Reproduce word for word the stretch of the tire thread below from "I ride tubeless" through "front end too !".

Page text
• • • •
Thanks for your valuable info on the rigid setup. As i see it, in a couple of months i should be upgrading to the rigid fork. I've been considering The WeirWolf or the Maxxis Ardent for the front tire once rigid. Just allowing myself some extra time to learn the rigid ways better, since i'm mostly riding my Jamis with the locked out fork. 
I ride tubeless because of the myriad types of thorns here. Even so, i don't risk lower than 35 psi on the Ignitors, because of fear of a tire/rim blowout. I figure that once rigid with a fatter tire, 30 psi or lower will feel like a dream and will not miss the suspension fork. 
Definitely the climbing will be improved, right now, the extra 2+ lbs of the susp fork make it hard to loft the front wheel to clear roots or embedded rocks. Looking forward to that lighter front end too !
Thanks for the imput on the Flash 29er seatpost. I saw that post and will bet back to it again when time to upgrade comes. 
Again, many thanks, be well
jd


----------



## yourdaguy (Dec 20, 2008)

I run 25 psi in my rear Ignitor and have never had a problem and where I ride is extremely rocky rooty (old coal strip pit till piles) left to grow woody for 30 years. This is with Flow rims. I have run the Ignitor rear with Arch rims and used 27 psi with Arch's.

I have an Ardent 2.4 and have tried all combinations of Flow/Arch rim and WW/Ardent on the front of my full rigid. The WW rides better and the traction is similar so the Ardent went on the front of the Jet. The Ardent seems to have a stiffer sidewall when inflated and also weighs 70 grams more. While the Ardent has a more aggressive tread the lower compliance tends to negate that. So when I say traction is similar I am talking overall traction and for some courses/conditions the Ardent would have better traction and for some courses/conditions the WW would be better. But the WW clearly rides better.


----------



## balance_fit (Jul 5, 2010)

*Tires !*



yourdaguy said:


> I run 25 psi in my rear Ignitor and have never had a problem and where I ride is extremely rocky rooty (old coal strip pit till piles) left to grow woody for 30 years. This is with Flow rims. I have run the Ignitor rear with Arch rims and used 27 psi with Arch's.
> 
> I have an Ardent 2.4 and have tried all combinations of Flow/Arch rim and WW/Ardent on the front of my full rigid. The WW rides better and the traction is similar so the Ardent went on the front of the Jet. The Ardent seems to have a stiffer sidewall when inflated and also weighs 70 grams more. While the Ardent has a more aggressive tread the lower compliance tends to negate that. So when I say traction is similar I am talking overall traction and for some courses/conditions the Ardent would have better traction and for some courses/conditions the WW would be better. But the WW clearly rides better.
• • • •
Supplied entries
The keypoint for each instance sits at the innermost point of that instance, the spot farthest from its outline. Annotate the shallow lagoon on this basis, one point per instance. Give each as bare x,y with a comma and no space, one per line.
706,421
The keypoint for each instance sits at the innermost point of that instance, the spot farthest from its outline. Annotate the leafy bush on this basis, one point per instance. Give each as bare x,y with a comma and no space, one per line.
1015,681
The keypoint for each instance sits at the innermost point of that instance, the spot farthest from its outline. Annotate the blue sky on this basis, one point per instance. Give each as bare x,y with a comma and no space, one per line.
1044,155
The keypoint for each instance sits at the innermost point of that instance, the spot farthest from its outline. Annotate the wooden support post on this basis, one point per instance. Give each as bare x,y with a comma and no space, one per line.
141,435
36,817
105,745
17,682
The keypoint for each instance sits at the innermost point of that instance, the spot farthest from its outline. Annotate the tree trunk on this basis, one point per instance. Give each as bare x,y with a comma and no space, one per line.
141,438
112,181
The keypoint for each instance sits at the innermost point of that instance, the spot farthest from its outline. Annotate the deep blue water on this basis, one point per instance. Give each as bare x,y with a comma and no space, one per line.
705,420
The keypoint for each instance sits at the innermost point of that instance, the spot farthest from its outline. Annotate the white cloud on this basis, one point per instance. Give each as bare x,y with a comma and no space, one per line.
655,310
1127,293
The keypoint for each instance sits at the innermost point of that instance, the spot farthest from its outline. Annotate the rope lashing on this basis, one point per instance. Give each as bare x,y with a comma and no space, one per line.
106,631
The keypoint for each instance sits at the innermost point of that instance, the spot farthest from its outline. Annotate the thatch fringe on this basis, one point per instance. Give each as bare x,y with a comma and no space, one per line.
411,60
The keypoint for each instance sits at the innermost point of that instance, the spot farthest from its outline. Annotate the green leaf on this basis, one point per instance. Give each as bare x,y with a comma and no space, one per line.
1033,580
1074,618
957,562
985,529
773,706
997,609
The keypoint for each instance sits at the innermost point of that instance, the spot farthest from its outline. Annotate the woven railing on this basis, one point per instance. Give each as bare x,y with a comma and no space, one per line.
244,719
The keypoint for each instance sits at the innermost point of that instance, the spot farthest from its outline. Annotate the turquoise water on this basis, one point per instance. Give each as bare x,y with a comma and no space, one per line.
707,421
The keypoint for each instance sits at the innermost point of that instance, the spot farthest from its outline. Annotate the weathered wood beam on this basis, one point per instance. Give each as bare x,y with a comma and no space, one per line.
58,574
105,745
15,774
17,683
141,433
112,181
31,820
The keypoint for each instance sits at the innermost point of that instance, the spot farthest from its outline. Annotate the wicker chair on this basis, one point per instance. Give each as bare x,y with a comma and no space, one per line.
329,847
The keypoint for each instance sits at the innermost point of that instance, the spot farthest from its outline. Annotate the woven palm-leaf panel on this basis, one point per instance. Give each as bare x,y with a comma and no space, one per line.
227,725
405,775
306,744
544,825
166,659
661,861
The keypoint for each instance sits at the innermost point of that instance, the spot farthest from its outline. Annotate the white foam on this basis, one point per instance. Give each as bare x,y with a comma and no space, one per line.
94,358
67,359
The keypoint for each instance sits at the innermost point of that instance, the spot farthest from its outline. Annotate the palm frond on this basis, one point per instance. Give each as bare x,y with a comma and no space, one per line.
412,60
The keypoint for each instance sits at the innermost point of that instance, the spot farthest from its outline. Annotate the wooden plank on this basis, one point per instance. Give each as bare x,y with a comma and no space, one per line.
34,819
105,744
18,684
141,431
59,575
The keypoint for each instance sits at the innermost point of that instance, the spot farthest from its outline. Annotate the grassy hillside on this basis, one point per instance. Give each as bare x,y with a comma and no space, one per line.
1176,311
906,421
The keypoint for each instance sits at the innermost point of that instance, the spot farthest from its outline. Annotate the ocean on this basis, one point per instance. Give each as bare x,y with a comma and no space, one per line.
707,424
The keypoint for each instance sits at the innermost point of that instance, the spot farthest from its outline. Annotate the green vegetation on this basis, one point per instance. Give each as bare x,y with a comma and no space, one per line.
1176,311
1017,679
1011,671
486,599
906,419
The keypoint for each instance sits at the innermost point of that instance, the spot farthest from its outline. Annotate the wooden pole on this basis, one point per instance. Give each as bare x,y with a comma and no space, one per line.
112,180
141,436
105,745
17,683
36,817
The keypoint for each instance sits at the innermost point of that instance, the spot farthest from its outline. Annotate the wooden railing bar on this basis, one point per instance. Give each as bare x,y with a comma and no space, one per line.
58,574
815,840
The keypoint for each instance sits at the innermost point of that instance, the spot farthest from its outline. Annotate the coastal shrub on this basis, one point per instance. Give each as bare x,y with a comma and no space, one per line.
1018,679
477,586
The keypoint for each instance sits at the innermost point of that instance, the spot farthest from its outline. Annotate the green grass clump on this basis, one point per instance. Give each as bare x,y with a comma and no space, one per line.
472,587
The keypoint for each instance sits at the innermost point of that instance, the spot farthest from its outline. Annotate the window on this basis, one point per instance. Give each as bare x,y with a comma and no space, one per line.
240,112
• • • •
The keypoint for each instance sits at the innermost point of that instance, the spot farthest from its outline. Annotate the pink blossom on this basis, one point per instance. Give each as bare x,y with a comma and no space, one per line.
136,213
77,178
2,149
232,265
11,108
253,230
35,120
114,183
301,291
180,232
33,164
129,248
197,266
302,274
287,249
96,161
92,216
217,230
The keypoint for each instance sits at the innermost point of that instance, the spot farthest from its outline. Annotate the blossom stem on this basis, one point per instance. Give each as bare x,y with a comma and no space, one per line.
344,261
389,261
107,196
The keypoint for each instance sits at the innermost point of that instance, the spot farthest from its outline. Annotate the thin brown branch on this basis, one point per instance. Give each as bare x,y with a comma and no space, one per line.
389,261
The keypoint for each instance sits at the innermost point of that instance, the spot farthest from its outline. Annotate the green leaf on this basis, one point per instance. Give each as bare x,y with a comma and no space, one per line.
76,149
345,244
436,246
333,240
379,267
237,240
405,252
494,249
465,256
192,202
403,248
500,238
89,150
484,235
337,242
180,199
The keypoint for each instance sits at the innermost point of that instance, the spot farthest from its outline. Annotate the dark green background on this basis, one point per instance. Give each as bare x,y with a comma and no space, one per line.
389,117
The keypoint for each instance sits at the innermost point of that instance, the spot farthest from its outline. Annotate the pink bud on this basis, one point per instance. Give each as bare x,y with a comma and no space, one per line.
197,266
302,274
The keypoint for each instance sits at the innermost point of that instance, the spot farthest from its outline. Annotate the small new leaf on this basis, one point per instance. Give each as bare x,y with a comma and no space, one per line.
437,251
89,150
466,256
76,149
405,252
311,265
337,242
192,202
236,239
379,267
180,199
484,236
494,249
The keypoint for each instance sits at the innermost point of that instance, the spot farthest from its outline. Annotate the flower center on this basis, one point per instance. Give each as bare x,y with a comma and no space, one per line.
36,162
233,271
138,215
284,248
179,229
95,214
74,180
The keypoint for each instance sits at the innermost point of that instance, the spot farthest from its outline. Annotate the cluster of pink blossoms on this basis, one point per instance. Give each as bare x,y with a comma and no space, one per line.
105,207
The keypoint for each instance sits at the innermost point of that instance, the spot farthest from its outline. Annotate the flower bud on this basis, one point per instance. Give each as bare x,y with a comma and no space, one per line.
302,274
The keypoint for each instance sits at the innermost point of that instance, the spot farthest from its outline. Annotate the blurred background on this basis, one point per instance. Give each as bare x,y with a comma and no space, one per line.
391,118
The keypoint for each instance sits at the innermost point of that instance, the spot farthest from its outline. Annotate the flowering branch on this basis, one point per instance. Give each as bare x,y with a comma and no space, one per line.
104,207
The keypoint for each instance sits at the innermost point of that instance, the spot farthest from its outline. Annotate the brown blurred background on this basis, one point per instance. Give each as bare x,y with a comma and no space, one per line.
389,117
• • • •
Reply
I ride tubeless because of the myriad types of thorns here. Even so, i don't risk lower than 35 psi on the Ignitors, because of fear of a tire/rim blowout. I figure that once rigid with a fatter tire, 30 psi or lower will feel like a dream and will not miss the suspension fork. 
Definitely the climbing will be improved, right now, the extra 2+ lbs of the susp fork make it hard to loft the front wheel to clear roots or embedded rocks. Looking forward to that lighter front end too !